• TASK REQUIREMENTS:
What follows is a listing; give it again exactly, in its entirety.
-.-.-
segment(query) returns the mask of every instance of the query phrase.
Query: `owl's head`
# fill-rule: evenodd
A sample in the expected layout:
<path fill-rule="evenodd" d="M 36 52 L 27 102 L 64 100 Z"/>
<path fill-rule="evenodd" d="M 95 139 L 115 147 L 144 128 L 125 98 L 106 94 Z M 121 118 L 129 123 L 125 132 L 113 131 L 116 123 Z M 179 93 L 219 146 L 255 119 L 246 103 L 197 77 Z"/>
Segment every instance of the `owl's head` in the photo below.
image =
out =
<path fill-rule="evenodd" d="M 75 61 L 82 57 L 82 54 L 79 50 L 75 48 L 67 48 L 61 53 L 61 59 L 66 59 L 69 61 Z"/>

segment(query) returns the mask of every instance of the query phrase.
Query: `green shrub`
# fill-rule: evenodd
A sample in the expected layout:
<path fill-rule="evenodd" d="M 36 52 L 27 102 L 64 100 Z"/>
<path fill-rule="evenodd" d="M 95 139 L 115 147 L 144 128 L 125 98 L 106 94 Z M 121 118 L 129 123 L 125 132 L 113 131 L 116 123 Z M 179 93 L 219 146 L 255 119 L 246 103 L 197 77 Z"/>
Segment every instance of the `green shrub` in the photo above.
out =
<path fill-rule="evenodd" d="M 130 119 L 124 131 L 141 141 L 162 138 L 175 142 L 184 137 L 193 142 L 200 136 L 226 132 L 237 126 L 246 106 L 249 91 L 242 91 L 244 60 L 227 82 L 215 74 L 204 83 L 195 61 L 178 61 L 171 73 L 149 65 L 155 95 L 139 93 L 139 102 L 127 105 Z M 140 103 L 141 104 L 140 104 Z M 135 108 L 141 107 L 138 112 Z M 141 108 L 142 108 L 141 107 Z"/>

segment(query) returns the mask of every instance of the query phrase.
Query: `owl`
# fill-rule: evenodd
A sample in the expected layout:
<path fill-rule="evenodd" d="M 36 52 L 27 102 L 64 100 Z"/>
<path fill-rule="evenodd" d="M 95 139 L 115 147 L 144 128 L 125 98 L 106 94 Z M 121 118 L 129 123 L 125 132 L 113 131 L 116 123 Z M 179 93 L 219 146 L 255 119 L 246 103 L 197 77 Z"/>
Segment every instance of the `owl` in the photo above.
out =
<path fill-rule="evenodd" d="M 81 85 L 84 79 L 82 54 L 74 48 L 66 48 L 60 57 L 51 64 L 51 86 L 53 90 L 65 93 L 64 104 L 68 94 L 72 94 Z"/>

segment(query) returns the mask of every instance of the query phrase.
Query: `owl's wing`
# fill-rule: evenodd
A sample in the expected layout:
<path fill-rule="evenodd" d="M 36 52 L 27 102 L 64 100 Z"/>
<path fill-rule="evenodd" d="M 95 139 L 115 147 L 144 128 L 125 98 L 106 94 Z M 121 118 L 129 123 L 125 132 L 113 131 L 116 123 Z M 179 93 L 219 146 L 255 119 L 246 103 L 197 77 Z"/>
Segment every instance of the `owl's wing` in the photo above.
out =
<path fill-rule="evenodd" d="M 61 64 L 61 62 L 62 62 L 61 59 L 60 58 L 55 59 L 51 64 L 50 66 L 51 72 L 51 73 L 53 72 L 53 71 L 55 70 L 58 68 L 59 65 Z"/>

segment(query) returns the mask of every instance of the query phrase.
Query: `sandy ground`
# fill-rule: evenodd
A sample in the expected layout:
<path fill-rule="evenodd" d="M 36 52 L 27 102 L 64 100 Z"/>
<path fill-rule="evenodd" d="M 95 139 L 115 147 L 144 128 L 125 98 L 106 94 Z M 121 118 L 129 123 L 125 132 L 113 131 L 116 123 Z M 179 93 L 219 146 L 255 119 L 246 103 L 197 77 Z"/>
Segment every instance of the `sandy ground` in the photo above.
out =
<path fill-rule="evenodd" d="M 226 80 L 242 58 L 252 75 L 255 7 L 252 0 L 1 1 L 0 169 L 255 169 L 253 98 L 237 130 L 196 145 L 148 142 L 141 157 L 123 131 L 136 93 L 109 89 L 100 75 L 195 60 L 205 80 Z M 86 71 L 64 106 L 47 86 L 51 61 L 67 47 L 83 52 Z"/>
-.-.-
• IN RESPONSE:
segment(query) returns the mask of every instance of the query phrase.
Query: `owl's head`
# fill-rule: evenodd
A sample in the expected layout:
<path fill-rule="evenodd" d="M 36 52 L 27 102 L 64 100 Z"/>
<path fill-rule="evenodd" d="M 95 139 L 115 147 L 144 128 L 125 98 L 106 94 Z M 121 118 L 129 123 L 125 132 L 113 131 L 116 123 Z M 179 93 L 219 146 L 255 119 L 246 103 L 197 77 Z"/>
Segment every instance of the `owl's head` in the photo below.
image =
out =
<path fill-rule="evenodd" d="M 75 61 L 82 57 L 82 54 L 79 50 L 75 48 L 67 48 L 61 53 L 61 59 L 66 59 L 69 61 Z"/>

segment(query) returns the mask of every instance of the query phrase.
Query: `green shrub`
# fill-rule: evenodd
A sample in the expected layout:
<path fill-rule="evenodd" d="M 36 52 L 27 102 L 64 100 Z"/>
<path fill-rule="evenodd" d="M 95 139 L 115 147 L 144 128 L 125 98 L 106 94 Z M 121 118 L 129 123 L 125 132 L 113 131 L 116 123 Z M 179 93 L 219 146 L 255 119 L 246 103 L 197 77 Z"/>
Segment every instance of the `green shrub` in the photo above.
out =
<path fill-rule="evenodd" d="M 130 119 L 124 131 L 141 141 L 162 138 L 175 142 L 184 137 L 193 142 L 200 136 L 226 132 L 237 126 L 246 106 L 249 91 L 242 91 L 244 60 L 227 82 L 215 74 L 204 83 L 195 61 L 178 61 L 171 73 L 149 65 L 155 95 L 139 93 L 139 102 L 127 105 Z M 140 103 L 141 104 L 140 104 Z M 135 108 L 141 107 L 138 112 Z M 141 108 L 142 108 L 141 107 Z"/>

segment(query) returns the mask of every instance of the query phrase.
Query: `owl`
# fill-rule: evenodd
A sample in the expected layout:
<path fill-rule="evenodd" d="M 36 52 L 27 102 L 64 100 Z"/>
<path fill-rule="evenodd" d="M 95 139 L 115 147 L 144 128 L 125 98 L 106 94 Z M 121 118 L 129 123 L 125 132 L 113 131 L 116 123 Z M 179 93 L 219 146 L 255 119 L 246 103 L 197 77 Z"/>
Segment every instance of the `owl` in the photo above.
out =
<path fill-rule="evenodd" d="M 81 85 L 84 79 L 82 54 L 74 48 L 66 48 L 60 57 L 51 64 L 51 86 L 53 90 L 65 93 L 64 104 L 68 94 L 72 94 Z"/>

segment(query) returns the mask of every instance of the query phrase.
Query: `owl's wing`
# fill-rule: evenodd
A sample in the expected layout:
<path fill-rule="evenodd" d="M 36 52 L 27 102 L 64 100 Z"/>
<path fill-rule="evenodd" d="M 95 139 L 115 147 L 144 128 L 125 98 L 106 94 Z M 121 118 L 129 123 L 125 132 L 113 131 L 116 123 Z M 179 93 L 219 146 L 255 119 L 246 103 L 197 77 Z"/>
Segment every instance of the `owl's wing` in the photo above.
out =
<path fill-rule="evenodd" d="M 61 64 L 61 62 L 62 62 L 61 59 L 60 58 L 55 59 L 51 64 L 50 66 L 51 72 L 51 73 L 53 72 L 53 71 L 55 70 L 58 68 L 59 65 Z"/>

segment(query) returns the mask of every instance of the query phrase.
Query: `sandy ground`
# fill-rule: evenodd
A sample in the expected layout:
<path fill-rule="evenodd" d="M 36 52 L 27 102 L 64 100 Z"/>
<path fill-rule="evenodd" d="M 95 139 L 115 147 L 144 128 L 125 98 L 106 94 Z M 121 118 L 129 123 L 125 132 L 113 131 L 116 123 Z M 179 93 L 219 146 L 255 119 L 246 103 L 197 77 Z"/>
Segment every instance of the `sandy ground` in the photo above.
out =
<path fill-rule="evenodd" d="M 226 80 L 242 58 L 252 75 L 255 7 L 252 0 L 1 1 L 0 169 L 255 169 L 253 98 L 237 130 L 196 145 L 148 142 L 141 157 L 123 131 L 136 93 L 109 89 L 100 75 L 195 60 L 205 80 Z M 86 71 L 64 106 L 47 86 L 51 61 L 67 47 L 83 52 Z"/>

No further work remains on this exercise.